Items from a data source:
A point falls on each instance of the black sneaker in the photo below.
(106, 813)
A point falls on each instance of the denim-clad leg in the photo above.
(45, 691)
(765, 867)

WHAT YOU ARE ASKED TO DO: Copy out the lines above word for word.

PROBLEM SOLUTION:
A point falls on each instance of the black sneaker in the photo below.
(106, 813)
A point falls on each instance of the denim-clad leg in the photo above.
(45, 691)
(765, 867)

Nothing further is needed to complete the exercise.